--- TASK STATEMENT ---
After reading the records, print them all again exactly as they stand.

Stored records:
====================

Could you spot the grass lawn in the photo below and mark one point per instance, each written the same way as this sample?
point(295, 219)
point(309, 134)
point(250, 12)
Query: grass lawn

====================

--- REPLY TO THE TASK ---
Could you spot the grass lawn in the photo below and mark one point per instance, each written the same way as this sample?
point(295, 219)
point(309, 134)
point(250, 12)
Query: grass lawn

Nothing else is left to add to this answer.